Source data:
=====
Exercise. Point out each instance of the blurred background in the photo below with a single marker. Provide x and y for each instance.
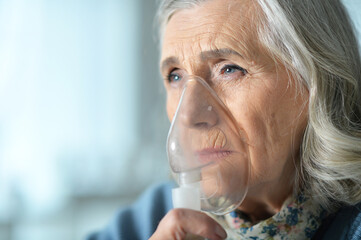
(82, 115)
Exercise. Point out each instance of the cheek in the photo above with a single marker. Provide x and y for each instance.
(172, 104)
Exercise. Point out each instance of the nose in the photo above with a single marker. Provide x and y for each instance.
(198, 107)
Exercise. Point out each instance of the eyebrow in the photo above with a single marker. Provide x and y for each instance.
=====
Goal of the exercise: Print nothing except the lines from the line containing "Exercise. Point out each instance of the cheek" to the end of the listing, exactly as written.

Answer for this exercise:
Exercise. Point out each instance of the cheek in the photo above with a single marker. Provide x and y for each instance.
(172, 104)
Exercise. Point out each instance of the nose in the photo above with a single marker. Provide x and y for each instance.
(198, 107)
Exercise. Point out each instance of the eyebrow in the photo above with a single marker. Provide x and y for each instance.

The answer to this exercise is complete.